● **MATERIAL SUPPLIED**:

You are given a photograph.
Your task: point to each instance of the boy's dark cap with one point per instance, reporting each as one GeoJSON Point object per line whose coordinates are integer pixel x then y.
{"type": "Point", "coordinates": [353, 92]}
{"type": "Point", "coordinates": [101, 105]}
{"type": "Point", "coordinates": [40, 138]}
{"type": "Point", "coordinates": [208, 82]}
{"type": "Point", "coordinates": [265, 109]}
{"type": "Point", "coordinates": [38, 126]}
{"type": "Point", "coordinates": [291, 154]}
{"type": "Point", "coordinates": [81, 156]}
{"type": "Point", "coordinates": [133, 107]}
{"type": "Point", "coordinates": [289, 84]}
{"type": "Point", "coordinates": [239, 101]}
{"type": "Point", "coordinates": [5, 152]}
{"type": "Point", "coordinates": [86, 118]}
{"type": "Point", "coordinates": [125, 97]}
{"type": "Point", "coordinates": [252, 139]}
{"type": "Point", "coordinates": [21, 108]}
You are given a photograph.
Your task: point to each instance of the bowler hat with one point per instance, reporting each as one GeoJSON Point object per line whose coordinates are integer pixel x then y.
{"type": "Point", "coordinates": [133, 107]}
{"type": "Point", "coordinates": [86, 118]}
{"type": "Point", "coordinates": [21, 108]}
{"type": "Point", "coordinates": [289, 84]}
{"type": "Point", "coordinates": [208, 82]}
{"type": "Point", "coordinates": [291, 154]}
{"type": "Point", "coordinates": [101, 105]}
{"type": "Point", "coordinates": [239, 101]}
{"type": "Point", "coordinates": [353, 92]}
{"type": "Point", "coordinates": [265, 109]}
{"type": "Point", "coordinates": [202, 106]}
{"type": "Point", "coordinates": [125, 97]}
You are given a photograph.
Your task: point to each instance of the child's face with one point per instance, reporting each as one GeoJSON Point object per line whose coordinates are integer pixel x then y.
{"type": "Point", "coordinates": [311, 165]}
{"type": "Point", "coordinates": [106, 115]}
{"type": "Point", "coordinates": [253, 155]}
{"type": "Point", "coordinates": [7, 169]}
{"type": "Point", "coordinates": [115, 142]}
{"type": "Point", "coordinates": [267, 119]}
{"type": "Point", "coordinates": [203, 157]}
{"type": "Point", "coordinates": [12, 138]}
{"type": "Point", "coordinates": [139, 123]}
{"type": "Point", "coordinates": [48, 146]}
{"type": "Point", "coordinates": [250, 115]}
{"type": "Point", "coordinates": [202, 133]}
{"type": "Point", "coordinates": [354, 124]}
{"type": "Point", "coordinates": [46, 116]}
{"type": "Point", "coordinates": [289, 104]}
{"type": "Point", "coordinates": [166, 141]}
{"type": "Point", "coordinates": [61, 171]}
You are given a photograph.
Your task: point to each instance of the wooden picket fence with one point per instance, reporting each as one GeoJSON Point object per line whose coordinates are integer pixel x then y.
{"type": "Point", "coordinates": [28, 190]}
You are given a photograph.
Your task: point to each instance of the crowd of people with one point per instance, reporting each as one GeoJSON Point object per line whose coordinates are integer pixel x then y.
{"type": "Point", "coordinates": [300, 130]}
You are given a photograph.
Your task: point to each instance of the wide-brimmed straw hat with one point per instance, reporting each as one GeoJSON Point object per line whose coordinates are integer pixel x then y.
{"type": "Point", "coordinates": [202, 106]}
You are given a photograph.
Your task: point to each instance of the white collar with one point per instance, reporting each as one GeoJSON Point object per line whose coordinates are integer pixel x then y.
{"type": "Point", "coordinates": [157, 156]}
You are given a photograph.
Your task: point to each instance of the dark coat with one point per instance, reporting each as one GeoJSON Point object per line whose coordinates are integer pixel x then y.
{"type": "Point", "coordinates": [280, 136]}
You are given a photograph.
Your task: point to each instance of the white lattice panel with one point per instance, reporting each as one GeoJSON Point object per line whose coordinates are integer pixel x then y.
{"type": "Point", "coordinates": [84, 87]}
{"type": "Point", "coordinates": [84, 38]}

● **DO THIS**: Produce an exact copy of all the records.

● **FINAL ANSWER**:
You are given a photograph.
Your task: point to each instance of the boy's dark cap with one point per instance, reporting each as one GeoJSON Point object per line whose coordinates are integer pixel x then y.
{"type": "Point", "coordinates": [353, 92]}
{"type": "Point", "coordinates": [101, 105]}
{"type": "Point", "coordinates": [40, 138]}
{"type": "Point", "coordinates": [208, 82]}
{"type": "Point", "coordinates": [265, 109]}
{"type": "Point", "coordinates": [38, 126]}
{"type": "Point", "coordinates": [291, 154]}
{"type": "Point", "coordinates": [81, 156]}
{"type": "Point", "coordinates": [133, 107]}
{"type": "Point", "coordinates": [289, 84]}
{"type": "Point", "coordinates": [239, 101]}
{"type": "Point", "coordinates": [5, 152]}
{"type": "Point", "coordinates": [86, 118]}
{"type": "Point", "coordinates": [125, 97]}
{"type": "Point", "coordinates": [252, 139]}
{"type": "Point", "coordinates": [21, 108]}
You are given a photograph.
Your task: point to each instance of the bowler hat with one point per instance, reporting each as one GeoJSON Point object per line whose coordinates are integer pixel x then y.
{"type": "Point", "coordinates": [133, 107]}
{"type": "Point", "coordinates": [86, 118]}
{"type": "Point", "coordinates": [21, 108]}
{"type": "Point", "coordinates": [289, 84]}
{"type": "Point", "coordinates": [208, 82]}
{"type": "Point", "coordinates": [291, 154]}
{"type": "Point", "coordinates": [101, 105]}
{"type": "Point", "coordinates": [239, 101]}
{"type": "Point", "coordinates": [353, 92]}
{"type": "Point", "coordinates": [265, 109]}
{"type": "Point", "coordinates": [202, 106]}
{"type": "Point", "coordinates": [125, 97]}
You are given a photograph.
Your task: point to each instance of the child's face with one point per instance, reporting each as one GeoJSON Point object per line whose coordinates are integer pixel x then y.
{"type": "Point", "coordinates": [311, 165]}
{"type": "Point", "coordinates": [106, 115]}
{"type": "Point", "coordinates": [253, 155]}
{"type": "Point", "coordinates": [7, 169]}
{"type": "Point", "coordinates": [115, 142]}
{"type": "Point", "coordinates": [267, 119]}
{"type": "Point", "coordinates": [203, 157]}
{"type": "Point", "coordinates": [12, 138]}
{"type": "Point", "coordinates": [139, 123]}
{"type": "Point", "coordinates": [48, 146]}
{"type": "Point", "coordinates": [250, 115]}
{"type": "Point", "coordinates": [202, 133]}
{"type": "Point", "coordinates": [354, 124]}
{"type": "Point", "coordinates": [46, 116]}
{"type": "Point", "coordinates": [289, 104]}
{"type": "Point", "coordinates": [166, 141]}
{"type": "Point", "coordinates": [61, 171]}
You are given a photograph.
Your task: point to each instance of the wooden picket fence with one point per instance, reporting each as one GeoJSON Point object per line whose coordinates are integer pixel x then y.
{"type": "Point", "coordinates": [28, 190]}
You are given a photograph.
Your task: point to each instance of the crowd of people with one point per instance, reporting each as one GeoJSON Point object per line whose coordinates are integer pixel x then y.
{"type": "Point", "coordinates": [300, 130]}
You are given a photograph.
Your task: point to each instance of the wide-brimmed straw hat with one point per instance, reporting each as one GeoJSON Point object per line whose coordinates are integer pixel x then y.
{"type": "Point", "coordinates": [202, 106]}
You are given a photograph.
Your task: point to each instance of the white collar with one point per instance, reporting each as one GeoJSON Point object per line whose coordinates are integer pixel x then y.
{"type": "Point", "coordinates": [157, 156]}
You are given a photograph.
Your task: point to each instance of the dark coat with one point per instance, reporting each as one GeoJSON Point object per line whose coordinates are integer pixel x then y.
{"type": "Point", "coordinates": [280, 136]}
You are given a photograph.
Your task: point to each instance of the white lattice panel with one point per instance, reporting each as one GeoJSON Point object per line whose coordinates are integer pixel x then y.
{"type": "Point", "coordinates": [84, 87]}
{"type": "Point", "coordinates": [84, 38]}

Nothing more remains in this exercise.